■ Tarefa proposta A
Indique quantas linhas dos registros contêm a palavra "shown", distinguindo maiúsculas de minúsculas. Responda somente com o número.

■ Trecho de origem
O que nos mobiliza, contudo,  é o modo como o  pensamento pictórico da tela modernista aparenta governar os mecanismos de significação estrutural que se leem como índices temporais em Cruzeiros, como se fôssemos impelidos a enxergar, no esquema morfológico que estrutura o modo como se comunicam as distintas telas aqui reunidas,  uma obra ou antes como o instantâneo atual da produção de Rios, em relação a como seus elementos constitutivos se articulam nos limites das obras em situação expositiva mas também em relação ao passado e ao futuro de sua produção pictórica e a como o artista se aproxima ao mesmo tempo em que ressignifica a pintura que o inspira.   

A temporalidade instalada no cruciforme (seus rastros pretéritos e sinalizações futuras) se confirma quando se sabe que a figura que abraça o galo que aqui se vê surge no ano de 2008, resultante das incursões de Rios, então estudante da graduação em artes visuais da Universidade de Brasília, em seus mergulhos nos livros que diligentemente lhe serviam à maneira de um monge copista, e que, em Cruzeiros, marca o (re)encontro que se atualiza para o artista da maneira como entende a tensão entre o figurativo e o abstrato em sua pintura.

É o modo particular como Renato Rios encena essa tensão ou antes diálogo pictórico em suas obras e exposições que empresta singularidade a sua assinatura como um artista que pensa a pintura a partir de sua história e de como este pensamento se atualiza sob a forma de respostas que engendram infinitas perguntas. Como nos ensina Gérard Wacjman (1998), na arte, são as respostas, sob forma de obras, que nos propõem as perguntas.

Assim, curiosamente, Rios aparenta corroborar em larga medida e mesmo propor desdobramentos insuspeitados para a tese de Walter Friedlaender em De David a Delacroix (2001), em que a tensão entre desenho e cor, convertida em um binarismo largamente excludente na Teoria da Arte Ocidental, calcada na lógica do “ou...ou”, que se estende e contamina amplamente a teorização em torno da pintura no século XX, adquire em Rios um valor antes complementar e lógico, cujo entendimento se dá a partir do modo como os momentos figurativos e abstratos se modulam em Rios a partir da coloração.  

Lê-se, portanto, a coexistência do figurativo (devedor do desenho) e do abstrato (comumente associado às modulações da cor), Em Cruzeiros, como “figurativo e abstrato”. Rios entende que esse antagonismo, tradicionalmente constitutivo para a ontologia da pintura ocidental, não se justifica uma vez que se compreenda de um modo outro a longa história da pintura na cultura. Ademais, os motivos figurativos nesta mostra, assim como em vários outros momentos da produção de Renato Rios, exercem uma outra função, igualmente determinante para a fabricação do universo poético de seu autor, em que sua espiritualidade e religiosidade se infiltram nas veias na pele na carne de sua pintura. Uma pintura que em larga medida se vive como uma espécie de sacerdócio.

■ Tarefa proposta B
Segundo o trecho de origem, de que curso e de que universidade Rios era estudante quando surgiu a figura que abraça o galo?

■ Material fornecido

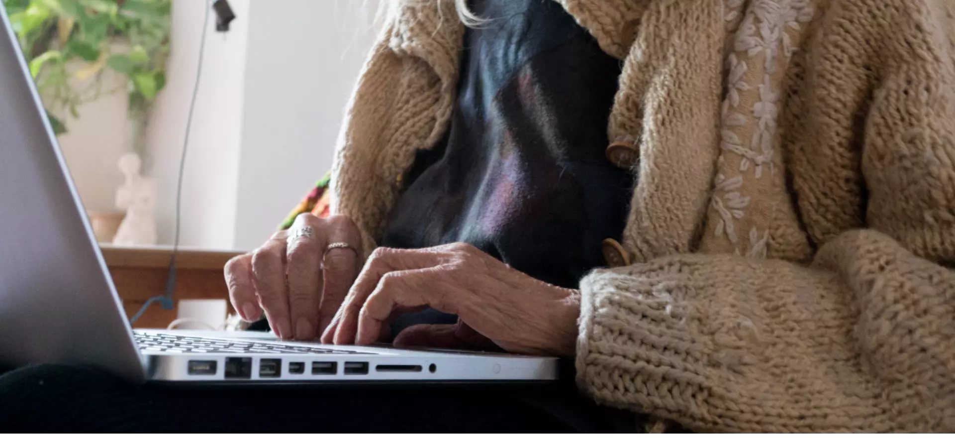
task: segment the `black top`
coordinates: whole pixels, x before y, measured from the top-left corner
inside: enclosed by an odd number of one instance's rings
[[[381,245],[469,243],[577,288],[620,239],[632,175],[605,157],[621,62],[557,2],[478,0],[449,130],[418,151]]]

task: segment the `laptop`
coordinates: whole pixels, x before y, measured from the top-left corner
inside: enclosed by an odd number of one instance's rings
[[[133,331],[0,8],[0,365],[96,366],[135,382],[551,381],[558,360]]]

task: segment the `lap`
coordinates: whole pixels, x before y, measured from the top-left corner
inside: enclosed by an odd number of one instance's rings
[[[135,386],[95,369],[0,375],[0,432],[599,433],[636,420],[552,386]]]

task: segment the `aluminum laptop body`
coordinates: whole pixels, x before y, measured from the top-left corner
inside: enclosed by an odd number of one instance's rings
[[[0,367],[92,365],[131,381],[548,381],[548,357],[133,331],[0,8]]]

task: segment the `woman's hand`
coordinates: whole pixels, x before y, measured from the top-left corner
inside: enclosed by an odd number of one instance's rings
[[[329,245],[348,247],[328,250]],[[286,231],[225,265],[229,300],[246,321],[265,311],[283,339],[311,340],[342,305],[361,267],[361,235],[350,218],[303,213]]]
[[[395,345],[480,349],[490,339],[516,353],[575,352],[578,291],[538,281],[461,243],[375,250],[322,342],[378,342],[399,314],[427,307],[457,314],[459,321],[412,327]]]

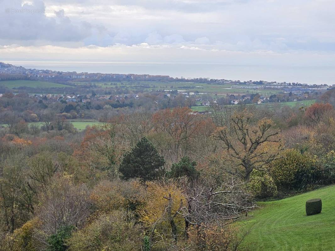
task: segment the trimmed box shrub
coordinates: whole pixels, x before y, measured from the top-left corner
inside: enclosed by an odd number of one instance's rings
[[[320,214],[322,210],[321,199],[312,199],[306,201],[306,214],[307,215]]]

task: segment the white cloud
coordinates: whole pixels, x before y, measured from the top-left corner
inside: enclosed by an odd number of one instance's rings
[[[3,10],[24,7],[55,11],[0,11],[0,52],[7,59],[145,58],[166,63],[335,67],[334,0],[0,3]],[[13,44],[17,45],[5,46]]]

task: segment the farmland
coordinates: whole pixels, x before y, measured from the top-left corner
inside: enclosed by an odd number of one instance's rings
[[[277,201],[260,202],[247,224],[251,232],[243,243],[251,251],[333,250],[335,186]],[[321,214],[307,216],[306,201],[322,200]]]
[[[78,131],[81,131],[86,129],[86,127],[89,126],[93,126],[94,125],[98,125],[101,124],[102,123],[98,121],[92,121],[92,120],[90,120],[89,121],[85,120],[69,120],[69,121],[72,123],[75,128]],[[44,123],[43,122],[30,122],[28,123],[28,126],[30,126],[32,124],[37,124],[38,126],[42,127]],[[0,125],[1,126],[6,127],[7,125],[3,124]]]
[[[13,89],[19,87],[26,87],[33,88],[37,87],[60,88],[71,87],[70,86],[61,84],[57,84],[50,82],[31,80],[10,80],[0,82],[0,85],[3,85],[7,88]]]
[[[270,95],[277,93],[281,91],[278,89],[246,89],[246,85],[240,85],[241,88],[232,88],[232,84],[219,84],[215,83],[187,83],[185,82],[154,82],[141,81],[138,82],[72,82],[78,86],[84,84],[95,85],[103,88],[127,88],[129,90],[144,89],[146,91],[159,90],[178,90],[189,92],[198,92],[218,95],[229,94],[258,93],[261,95]]]
[[[268,108],[273,107],[275,106],[276,107],[278,106],[287,106],[291,107],[295,106],[302,106],[302,104],[304,104],[304,106],[308,106],[313,104],[316,101],[316,99],[311,99],[310,100],[305,100],[304,101],[298,101],[296,102],[281,102],[280,103],[265,103],[260,104],[251,104],[248,105],[254,105],[256,107],[266,107]],[[194,106],[192,106],[191,109],[193,111],[196,111],[198,112],[204,111],[206,111],[210,110],[211,109],[210,106],[206,106],[205,105],[199,105]]]

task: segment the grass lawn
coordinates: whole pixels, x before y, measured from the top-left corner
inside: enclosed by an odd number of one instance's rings
[[[31,80],[9,80],[0,81],[0,85],[4,85],[7,88],[12,89],[22,86],[36,88],[37,87],[46,88],[71,87],[69,85],[57,84],[55,83],[44,82],[42,81]]]
[[[306,201],[322,200],[321,214],[307,216]],[[261,209],[247,224],[250,233],[242,247],[250,251],[335,250],[335,186],[274,201]]]

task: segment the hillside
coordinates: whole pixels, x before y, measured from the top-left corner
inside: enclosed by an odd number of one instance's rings
[[[57,84],[50,82],[45,82],[42,81],[32,81],[31,80],[10,80],[8,81],[0,81],[0,85],[4,85],[8,88],[13,89],[20,87],[35,88],[36,87],[45,87],[50,88],[52,87],[62,88],[71,87],[70,86],[66,85]]]
[[[335,246],[335,186],[275,201],[260,203],[242,245],[251,251],[321,251]],[[307,216],[306,201],[322,200],[322,211]]]

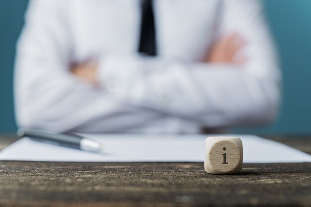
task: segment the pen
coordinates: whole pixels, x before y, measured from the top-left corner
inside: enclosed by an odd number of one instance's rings
[[[20,128],[17,130],[17,135],[20,137],[26,136],[39,141],[47,141],[49,143],[82,150],[99,152],[102,152],[104,148],[104,146],[97,141],[75,134],[53,134]]]

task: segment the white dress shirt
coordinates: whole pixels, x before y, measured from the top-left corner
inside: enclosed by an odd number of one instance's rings
[[[255,0],[156,0],[158,55],[138,53],[140,0],[36,0],[17,46],[16,114],[57,132],[195,133],[266,123],[281,74]],[[215,39],[246,41],[243,66],[204,60]],[[98,61],[99,87],[73,63]]]

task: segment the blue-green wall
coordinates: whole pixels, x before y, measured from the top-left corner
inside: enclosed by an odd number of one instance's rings
[[[280,55],[284,76],[282,107],[272,126],[239,131],[310,133],[311,0],[263,0]],[[0,132],[16,130],[12,72],[15,41],[27,3],[26,0],[0,0]]]

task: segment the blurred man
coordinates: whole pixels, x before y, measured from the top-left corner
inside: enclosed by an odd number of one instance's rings
[[[275,117],[280,74],[250,0],[37,0],[18,44],[20,126],[196,133]]]

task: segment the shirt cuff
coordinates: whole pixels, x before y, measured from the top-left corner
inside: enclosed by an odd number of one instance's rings
[[[143,96],[136,83],[142,83],[147,69],[139,55],[108,56],[100,60],[97,70],[99,88],[125,101],[139,102]]]

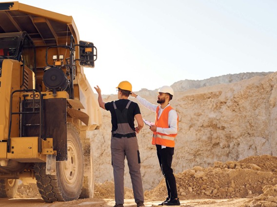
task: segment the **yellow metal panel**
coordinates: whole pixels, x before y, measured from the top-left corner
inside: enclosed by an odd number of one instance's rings
[[[39,138],[17,137],[11,138],[11,152],[7,154],[8,159],[21,162],[46,161],[46,156],[38,152]],[[47,153],[52,151],[51,153]],[[41,149],[45,154],[53,154],[53,138],[48,138],[46,141],[41,140]]]
[[[30,100],[33,99],[33,93],[21,93],[21,98],[23,99],[23,95],[29,94],[28,96],[25,97],[25,99]],[[53,95],[52,92],[45,92],[41,93],[41,95],[43,96],[43,99],[58,99],[58,98],[64,98],[68,99],[69,96],[68,93],[66,91],[57,91],[57,96],[54,97]],[[39,93],[35,93],[35,99],[39,100],[40,96]]]
[[[11,138],[11,152],[8,153],[8,158],[34,158],[39,155],[38,138]]]
[[[12,90],[19,89],[20,83],[20,66],[14,60],[4,60],[2,64],[1,87],[0,87],[0,140],[7,140],[10,112],[10,97]],[[15,94],[13,111],[19,111],[19,94]],[[18,115],[13,115],[11,136],[18,136]]]
[[[0,159],[7,158],[7,142],[0,142]]]

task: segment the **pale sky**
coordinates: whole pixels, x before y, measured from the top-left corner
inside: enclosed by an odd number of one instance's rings
[[[19,2],[73,17],[80,39],[97,48],[95,67],[85,73],[103,94],[125,80],[137,91],[277,70],[276,0]]]

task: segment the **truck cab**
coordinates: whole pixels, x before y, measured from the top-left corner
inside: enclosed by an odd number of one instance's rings
[[[13,1],[0,18],[0,197],[19,180],[47,202],[93,197],[86,132],[102,121],[83,67],[94,68],[96,48],[71,16]]]

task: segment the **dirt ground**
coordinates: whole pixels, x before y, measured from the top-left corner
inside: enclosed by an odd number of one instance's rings
[[[181,205],[184,207],[277,207],[277,157],[251,156],[238,161],[215,162],[175,174]],[[155,207],[166,197],[164,180],[144,192],[144,204]],[[125,207],[136,207],[132,190],[125,189]],[[93,198],[45,203],[36,185],[20,184],[16,198],[0,199],[0,207],[112,207],[114,184],[96,183]]]

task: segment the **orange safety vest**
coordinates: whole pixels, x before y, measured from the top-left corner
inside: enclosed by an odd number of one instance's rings
[[[159,107],[157,107],[155,119],[155,125],[157,127],[169,127],[168,126],[168,114],[171,109],[173,109],[173,108],[170,105],[165,108],[161,113],[159,118],[158,119],[158,117]],[[179,117],[178,117],[177,129],[178,128],[178,124]],[[159,144],[160,145],[165,146],[166,147],[174,147],[175,146],[174,139],[177,136],[177,134],[174,135],[166,135],[159,132],[154,132],[152,137],[152,144],[154,145]]]

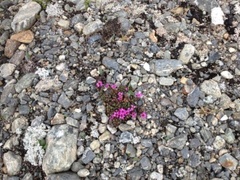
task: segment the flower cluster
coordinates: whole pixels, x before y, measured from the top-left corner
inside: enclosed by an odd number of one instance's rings
[[[100,97],[106,107],[106,114],[114,125],[120,124],[128,119],[147,119],[147,114],[137,106],[143,94],[138,91],[135,94],[131,87],[97,81],[96,87],[100,91]]]

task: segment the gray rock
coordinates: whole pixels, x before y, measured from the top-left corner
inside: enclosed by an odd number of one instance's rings
[[[132,143],[133,142],[133,135],[128,131],[124,131],[121,133],[119,138],[120,143]]]
[[[176,59],[159,59],[150,62],[151,72],[158,76],[169,76],[172,72],[183,68],[182,62]]]
[[[72,101],[66,96],[64,92],[59,97],[58,103],[61,104],[65,109],[69,108],[72,105]]]
[[[27,114],[29,114],[29,112],[30,112],[30,108],[29,108],[28,105],[25,105],[25,104],[19,105],[19,106],[18,106],[18,112],[19,112],[19,114],[21,114],[21,115],[27,115]]]
[[[214,98],[221,97],[221,90],[218,86],[218,83],[214,80],[205,80],[201,84],[200,89],[201,89],[201,91],[203,91],[207,95],[211,95]]]
[[[195,107],[198,103],[200,97],[200,89],[196,87],[191,93],[187,96],[187,103],[191,107]]]
[[[191,141],[190,141],[190,147],[193,149],[195,149],[195,148],[198,148],[199,146],[201,145],[201,142],[200,142],[200,140],[199,139],[197,139],[197,138],[194,138],[194,139],[191,139]]]
[[[93,22],[89,22],[83,27],[83,34],[86,36],[93,34],[94,32],[101,30],[102,26],[102,21],[99,19]]]
[[[187,134],[178,135],[167,142],[167,146],[181,150],[187,142]]]
[[[185,44],[180,53],[179,60],[182,61],[183,64],[188,64],[194,52],[195,47],[193,45]]]
[[[15,93],[15,88],[14,88],[15,82],[16,80],[11,80],[4,86],[0,103],[7,104],[11,100],[11,94]]]
[[[17,50],[14,55],[9,60],[10,63],[15,64],[16,66],[20,65],[22,60],[25,57],[26,52]]]
[[[11,23],[13,31],[20,32],[29,29],[35,23],[40,10],[41,6],[36,2],[28,2],[22,6]]]
[[[73,127],[76,127],[76,128],[78,128],[78,126],[79,126],[79,121],[76,120],[76,119],[73,119],[73,118],[71,118],[71,117],[67,117],[67,118],[66,118],[66,123],[67,123],[68,125],[73,126]]]
[[[177,108],[176,111],[174,112],[174,115],[181,120],[187,120],[189,116],[187,108]]]
[[[5,44],[4,55],[8,58],[11,58],[14,55],[19,45],[20,45],[20,42],[8,39]]]
[[[225,141],[227,141],[229,144],[233,144],[235,141],[235,135],[232,131],[232,129],[227,128],[225,130],[225,134],[223,135],[223,138],[225,139]]]
[[[148,157],[144,156],[141,160],[141,167],[143,170],[150,170],[152,168],[151,161]]]
[[[150,174],[150,180],[163,180],[163,174],[153,171]]]
[[[12,63],[4,63],[0,66],[0,77],[6,78],[14,72],[16,68],[15,64]]]
[[[36,77],[34,73],[25,74],[15,85],[16,92],[20,93],[23,89],[31,86],[33,79]]]
[[[47,180],[80,180],[80,177],[73,172],[63,172],[57,174],[50,174]]]
[[[201,164],[200,159],[201,159],[200,154],[193,153],[192,155],[190,155],[190,157],[188,159],[188,163],[191,167],[195,168],[195,167],[199,166],[199,164]]]
[[[104,66],[106,66],[109,69],[114,69],[116,71],[119,70],[119,64],[116,60],[111,59],[109,57],[104,57],[102,60],[102,63]]]
[[[231,156],[229,153],[221,156],[219,158],[219,162],[223,167],[230,169],[232,171],[234,171],[238,165],[238,161],[233,156]]]
[[[141,139],[141,144],[143,147],[152,147],[152,140],[151,139]]]
[[[42,169],[46,174],[67,171],[77,158],[78,130],[69,126],[56,125],[48,132],[47,149]]]
[[[3,154],[3,163],[7,169],[7,174],[9,176],[14,176],[20,172],[22,167],[22,157],[12,151],[8,151]]]
[[[84,164],[88,164],[90,163],[93,159],[95,158],[95,154],[94,152],[91,150],[91,148],[86,148],[86,150],[84,151],[81,161]]]
[[[77,172],[78,176],[79,177],[87,177],[90,172],[88,169],[80,169],[78,172]]]
[[[174,81],[176,81],[173,77],[160,77],[159,84],[163,86],[171,86],[173,85]]]
[[[213,142],[213,147],[215,149],[222,149],[225,146],[225,140],[221,136],[216,136],[214,142]]]
[[[37,83],[35,89],[37,92],[58,90],[62,87],[62,83],[57,79],[42,79]]]
[[[134,148],[134,146],[132,144],[127,144],[126,154],[128,154],[130,157],[136,156],[136,149]]]
[[[212,133],[209,131],[209,129],[207,129],[207,128],[202,128],[201,130],[200,130],[200,134],[201,134],[201,136],[203,137],[203,140],[205,141],[205,142],[207,142],[209,139],[211,139],[212,138]]]
[[[11,130],[12,130],[12,133],[17,133],[18,131],[27,129],[27,127],[28,127],[28,120],[27,120],[27,118],[22,116],[22,117],[15,119],[12,122]]]

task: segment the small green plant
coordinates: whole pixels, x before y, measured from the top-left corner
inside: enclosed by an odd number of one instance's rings
[[[138,101],[142,101],[143,94],[139,91],[134,93],[131,86],[119,87],[116,84],[103,83],[97,81],[96,86],[99,90],[101,100],[106,108],[106,115],[110,122],[118,126],[121,122],[129,119],[147,119],[146,112],[138,107]]]

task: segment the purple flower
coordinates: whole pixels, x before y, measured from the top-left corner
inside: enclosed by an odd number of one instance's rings
[[[110,85],[112,89],[117,89],[117,85],[116,84],[111,84]]]
[[[138,91],[135,95],[136,95],[137,98],[142,98],[143,97],[143,94],[140,91]]]
[[[118,92],[118,100],[121,101],[123,99],[123,92]]]
[[[147,119],[147,113],[142,112],[142,113],[140,114],[140,117],[141,117],[142,119]]]
[[[132,112],[131,116],[132,116],[133,119],[135,119],[137,117],[137,113],[136,112]]]
[[[103,86],[102,81],[98,81],[98,82],[96,83],[96,86],[97,86],[98,88],[101,88],[101,87]]]

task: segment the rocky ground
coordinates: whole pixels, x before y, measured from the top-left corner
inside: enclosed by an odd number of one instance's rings
[[[0,179],[239,180],[239,76],[238,0],[1,0]]]

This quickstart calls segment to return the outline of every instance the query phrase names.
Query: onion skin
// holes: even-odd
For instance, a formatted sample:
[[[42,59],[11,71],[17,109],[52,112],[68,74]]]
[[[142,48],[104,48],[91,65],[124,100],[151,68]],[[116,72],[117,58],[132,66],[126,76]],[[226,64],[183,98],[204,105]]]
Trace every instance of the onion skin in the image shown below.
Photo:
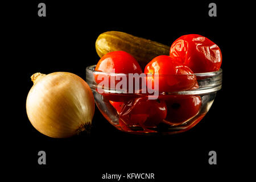
[[[93,94],[87,83],[68,72],[31,76],[34,85],[26,109],[33,126],[53,138],[68,138],[90,126],[94,113]]]

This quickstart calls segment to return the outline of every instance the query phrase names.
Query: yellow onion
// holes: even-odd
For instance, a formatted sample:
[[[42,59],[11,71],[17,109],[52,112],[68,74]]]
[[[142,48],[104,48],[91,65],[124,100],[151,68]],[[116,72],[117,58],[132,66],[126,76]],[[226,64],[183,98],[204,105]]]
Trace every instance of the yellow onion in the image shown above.
[[[84,80],[68,72],[36,73],[31,80],[26,109],[36,130],[51,137],[67,138],[90,127],[94,101]]]

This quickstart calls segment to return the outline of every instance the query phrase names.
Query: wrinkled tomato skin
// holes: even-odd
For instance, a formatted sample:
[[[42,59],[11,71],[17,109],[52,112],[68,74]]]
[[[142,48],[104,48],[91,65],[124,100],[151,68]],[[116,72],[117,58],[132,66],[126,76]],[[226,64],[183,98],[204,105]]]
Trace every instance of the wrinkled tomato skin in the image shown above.
[[[170,56],[188,67],[195,73],[218,71],[222,63],[218,46],[197,34],[181,36],[171,45]]]
[[[177,92],[198,88],[196,77],[186,65],[168,56],[161,55],[153,59],[146,66],[147,84],[159,92]],[[156,79],[157,78],[157,79]]]
[[[174,96],[165,100],[167,107],[166,123],[181,124],[195,116],[201,105],[200,96]]]
[[[123,106],[120,118],[129,126],[156,127],[167,114],[164,101],[138,98]]]

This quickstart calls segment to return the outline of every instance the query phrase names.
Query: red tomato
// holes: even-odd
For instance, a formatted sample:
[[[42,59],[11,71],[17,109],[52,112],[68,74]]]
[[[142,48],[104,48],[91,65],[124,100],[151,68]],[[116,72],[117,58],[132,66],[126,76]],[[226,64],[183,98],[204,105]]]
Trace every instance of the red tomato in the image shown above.
[[[183,35],[176,40],[171,46],[170,56],[197,73],[218,71],[222,62],[218,46],[197,34]]]
[[[111,75],[109,73],[124,74],[141,74],[142,73],[141,68],[135,59],[129,53],[122,51],[110,52],[105,54],[98,62],[95,68],[95,71],[102,72],[95,72],[94,73],[96,82],[98,84],[98,86],[100,86],[100,88],[97,88],[97,92],[103,95],[106,98],[109,97],[109,100],[115,101],[124,100],[126,98],[129,99],[129,97],[125,97],[121,95],[117,96],[117,94],[118,95],[117,93],[114,93],[112,96],[112,94],[108,92],[104,93],[103,91],[108,91],[110,88],[112,89],[115,89],[118,82],[122,81],[122,79],[126,79],[126,89],[128,89],[128,77],[126,75]],[[119,76],[124,77],[120,77],[118,79]],[[104,80],[108,81],[108,85],[105,84],[102,84],[103,85],[100,85]],[[124,89],[122,85],[120,87],[121,89]],[[102,89],[104,89],[105,90]],[[110,99],[113,97],[115,99]]]
[[[162,55],[153,59],[146,66],[147,84],[154,89],[158,85],[160,92],[181,91],[198,88],[196,77],[183,64],[168,56]],[[150,76],[150,75],[152,75]]]
[[[201,101],[200,96],[174,96],[165,100],[167,115],[164,119],[169,124],[181,124],[196,115],[199,111]]]
[[[95,71],[125,74],[142,73],[141,66],[136,59],[129,53],[122,51],[113,51],[105,54],[98,61]],[[95,80],[98,84],[101,81],[101,79],[97,79],[99,74],[100,73],[96,74],[95,77]],[[103,75],[101,74],[102,76]]]
[[[122,107],[123,106],[123,102],[114,102],[109,101],[109,102],[110,104],[113,106],[114,108],[115,109],[117,110],[117,114],[119,114],[121,110],[122,109]]]
[[[164,101],[138,98],[122,106],[120,118],[127,125],[155,127],[167,115]]]

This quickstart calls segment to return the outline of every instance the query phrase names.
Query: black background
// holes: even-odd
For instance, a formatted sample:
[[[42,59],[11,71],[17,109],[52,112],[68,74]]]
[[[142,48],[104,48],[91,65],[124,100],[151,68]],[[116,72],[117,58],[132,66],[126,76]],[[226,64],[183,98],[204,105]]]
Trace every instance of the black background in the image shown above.
[[[38,16],[40,2],[46,4],[46,17]],[[3,158],[8,168],[24,171],[24,176],[32,171],[40,177],[53,173],[57,179],[71,176],[86,181],[105,181],[101,177],[106,172],[155,173],[155,181],[204,179],[203,174],[208,175],[208,180],[239,174],[234,175],[234,170],[241,168],[244,160],[241,151],[246,150],[247,140],[241,122],[246,117],[239,114],[241,98],[236,97],[242,91],[234,92],[233,86],[242,78],[233,73],[240,63],[239,47],[235,46],[239,39],[234,37],[241,37],[239,28],[245,23],[239,11],[242,6],[231,3],[214,1],[217,16],[209,17],[210,2],[35,1],[11,5],[3,35],[8,41],[4,62],[7,66],[3,64],[2,69],[9,73],[4,80],[12,87],[2,91],[14,96],[3,98],[8,102],[9,119],[5,120],[8,127],[3,130],[8,135],[3,138],[6,147],[2,151],[7,154]],[[90,134],[54,139],[33,127],[26,111],[32,85],[30,76],[38,72],[65,71],[85,79],[85,68],[99,60],[94,47],[97,36],[111,30],[168,46],[183,35],[197,34],[219,46],[222,88],[199,124],[168,136],[131,135],[115,129],[96,107]],[[44,166],[38,164],[40,150],[46,152]],[[211,150],[217,152],[217,165],[208,163]]]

■ Resolução detalhada A
5

■ Resolução detalhada B
Da graduação em artes visuais da Universidade de Brasília.